++++ Source material ++++

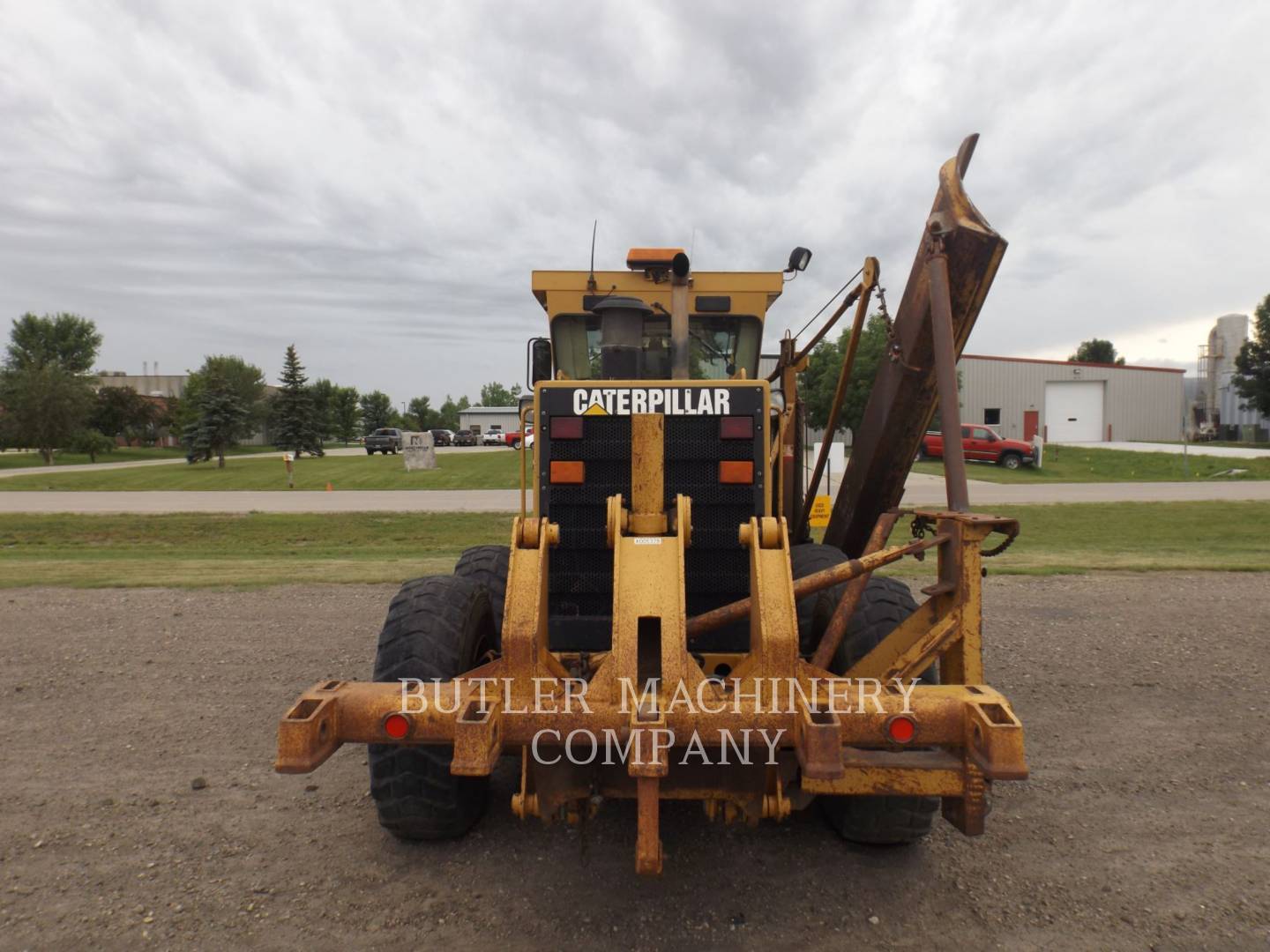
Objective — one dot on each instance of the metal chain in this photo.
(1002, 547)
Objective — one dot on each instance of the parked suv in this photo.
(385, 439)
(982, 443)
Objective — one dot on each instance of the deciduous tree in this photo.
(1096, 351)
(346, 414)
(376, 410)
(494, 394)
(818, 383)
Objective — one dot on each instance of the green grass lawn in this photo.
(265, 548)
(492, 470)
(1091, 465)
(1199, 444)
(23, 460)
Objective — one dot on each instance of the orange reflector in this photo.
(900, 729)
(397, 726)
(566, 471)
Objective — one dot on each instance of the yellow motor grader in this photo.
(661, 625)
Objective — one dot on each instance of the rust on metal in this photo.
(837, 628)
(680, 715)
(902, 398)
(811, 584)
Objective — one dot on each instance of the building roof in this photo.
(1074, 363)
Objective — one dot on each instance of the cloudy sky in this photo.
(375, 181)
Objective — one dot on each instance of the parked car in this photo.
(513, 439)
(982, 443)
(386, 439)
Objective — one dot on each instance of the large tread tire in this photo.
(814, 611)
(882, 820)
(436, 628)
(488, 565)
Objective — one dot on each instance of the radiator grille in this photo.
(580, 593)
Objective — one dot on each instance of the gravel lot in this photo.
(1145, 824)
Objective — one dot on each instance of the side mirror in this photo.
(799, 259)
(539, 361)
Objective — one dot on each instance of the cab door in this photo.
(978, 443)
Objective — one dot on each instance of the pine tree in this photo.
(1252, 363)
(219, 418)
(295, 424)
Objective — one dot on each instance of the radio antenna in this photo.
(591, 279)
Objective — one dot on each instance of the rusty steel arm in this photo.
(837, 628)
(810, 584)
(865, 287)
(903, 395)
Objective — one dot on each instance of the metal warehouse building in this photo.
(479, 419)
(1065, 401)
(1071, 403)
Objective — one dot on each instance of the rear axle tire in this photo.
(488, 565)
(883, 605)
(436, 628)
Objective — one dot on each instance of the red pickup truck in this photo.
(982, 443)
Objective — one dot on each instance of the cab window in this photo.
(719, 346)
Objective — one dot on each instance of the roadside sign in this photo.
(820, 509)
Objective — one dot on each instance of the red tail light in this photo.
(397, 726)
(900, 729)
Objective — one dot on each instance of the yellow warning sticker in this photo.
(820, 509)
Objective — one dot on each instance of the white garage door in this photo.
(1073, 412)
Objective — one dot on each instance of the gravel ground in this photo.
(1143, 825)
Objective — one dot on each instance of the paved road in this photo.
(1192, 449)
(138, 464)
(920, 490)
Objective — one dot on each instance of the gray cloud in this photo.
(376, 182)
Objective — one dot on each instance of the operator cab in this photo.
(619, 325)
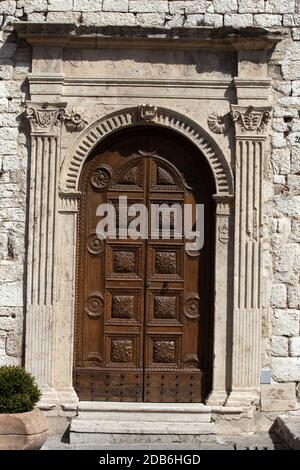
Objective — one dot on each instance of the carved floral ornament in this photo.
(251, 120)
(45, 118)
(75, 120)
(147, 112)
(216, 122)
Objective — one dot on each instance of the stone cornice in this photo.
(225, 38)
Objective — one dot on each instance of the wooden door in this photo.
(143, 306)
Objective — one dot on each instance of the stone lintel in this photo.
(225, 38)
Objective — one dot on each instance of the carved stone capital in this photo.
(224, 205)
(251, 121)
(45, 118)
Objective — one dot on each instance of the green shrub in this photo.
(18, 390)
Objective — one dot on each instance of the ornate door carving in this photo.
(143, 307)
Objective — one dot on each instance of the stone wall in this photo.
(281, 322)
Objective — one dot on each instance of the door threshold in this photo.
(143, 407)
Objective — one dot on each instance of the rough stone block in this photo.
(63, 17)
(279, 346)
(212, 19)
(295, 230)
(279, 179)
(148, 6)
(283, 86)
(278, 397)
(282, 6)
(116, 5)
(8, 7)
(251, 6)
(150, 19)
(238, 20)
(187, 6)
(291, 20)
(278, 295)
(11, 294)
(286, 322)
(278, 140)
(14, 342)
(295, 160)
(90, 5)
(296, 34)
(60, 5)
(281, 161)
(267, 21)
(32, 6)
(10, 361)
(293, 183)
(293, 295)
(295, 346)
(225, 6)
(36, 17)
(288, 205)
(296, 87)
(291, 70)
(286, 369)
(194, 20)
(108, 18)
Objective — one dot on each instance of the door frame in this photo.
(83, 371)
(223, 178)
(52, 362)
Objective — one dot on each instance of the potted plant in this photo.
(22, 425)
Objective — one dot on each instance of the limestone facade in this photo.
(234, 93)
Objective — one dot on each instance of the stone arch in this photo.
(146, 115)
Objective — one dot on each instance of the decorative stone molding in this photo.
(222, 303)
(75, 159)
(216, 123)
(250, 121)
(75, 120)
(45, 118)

++++
++++ Source material ++++

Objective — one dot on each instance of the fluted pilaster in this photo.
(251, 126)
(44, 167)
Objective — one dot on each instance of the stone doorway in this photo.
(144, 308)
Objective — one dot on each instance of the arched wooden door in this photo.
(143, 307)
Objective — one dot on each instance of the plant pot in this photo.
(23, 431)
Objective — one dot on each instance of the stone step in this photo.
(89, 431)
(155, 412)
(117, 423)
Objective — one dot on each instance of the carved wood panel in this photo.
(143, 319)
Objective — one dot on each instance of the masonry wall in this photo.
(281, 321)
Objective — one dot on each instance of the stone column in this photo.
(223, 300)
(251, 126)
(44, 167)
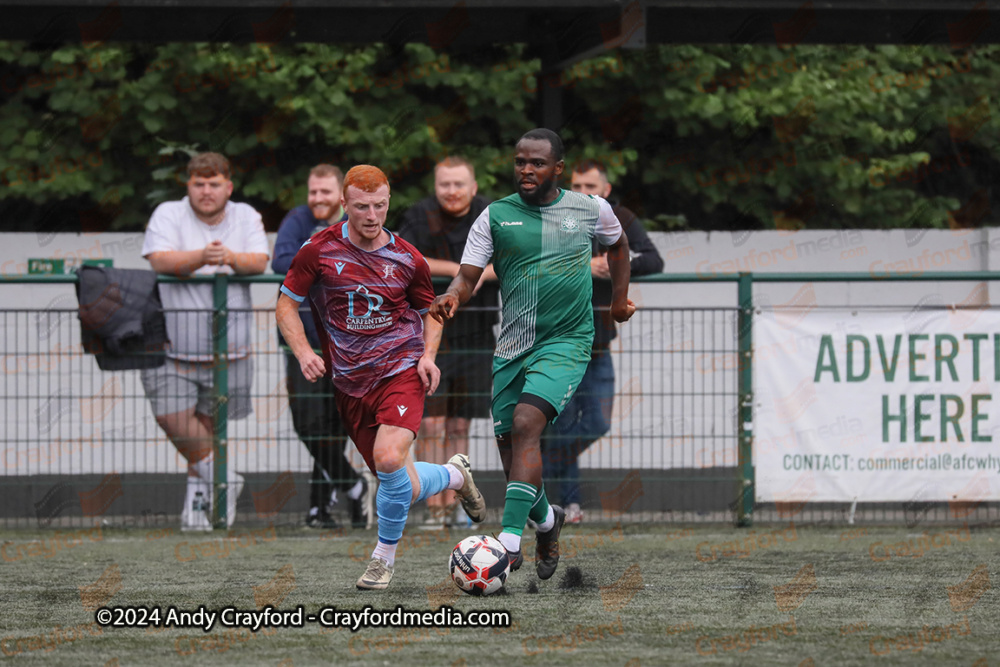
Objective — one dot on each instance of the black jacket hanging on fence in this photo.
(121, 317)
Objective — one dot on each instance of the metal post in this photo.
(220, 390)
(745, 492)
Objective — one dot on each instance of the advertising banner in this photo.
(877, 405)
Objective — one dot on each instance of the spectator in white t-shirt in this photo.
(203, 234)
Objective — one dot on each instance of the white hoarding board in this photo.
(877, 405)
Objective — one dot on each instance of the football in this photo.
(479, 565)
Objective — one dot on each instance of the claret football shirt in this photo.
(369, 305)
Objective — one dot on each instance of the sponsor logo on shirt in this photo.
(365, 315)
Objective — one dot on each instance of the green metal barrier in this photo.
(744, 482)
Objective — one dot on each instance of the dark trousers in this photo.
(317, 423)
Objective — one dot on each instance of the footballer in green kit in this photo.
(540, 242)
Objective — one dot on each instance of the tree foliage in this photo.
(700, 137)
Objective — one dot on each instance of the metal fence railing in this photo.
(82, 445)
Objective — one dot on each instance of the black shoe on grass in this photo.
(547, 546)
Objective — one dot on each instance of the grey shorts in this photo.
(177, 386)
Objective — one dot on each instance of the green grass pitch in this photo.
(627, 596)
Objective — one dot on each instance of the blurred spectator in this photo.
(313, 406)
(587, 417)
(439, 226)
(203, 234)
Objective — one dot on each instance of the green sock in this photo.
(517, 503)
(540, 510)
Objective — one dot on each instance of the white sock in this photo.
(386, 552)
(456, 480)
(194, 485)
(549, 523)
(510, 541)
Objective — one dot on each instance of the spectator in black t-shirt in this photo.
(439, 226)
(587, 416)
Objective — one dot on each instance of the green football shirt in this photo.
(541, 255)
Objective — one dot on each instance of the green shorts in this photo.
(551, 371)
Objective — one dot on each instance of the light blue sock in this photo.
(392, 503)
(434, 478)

++++

- **Given problem**
Across both blocks above, how many lines contain the string "gravel"? Reply with the number alone.

- **Expected answer**
2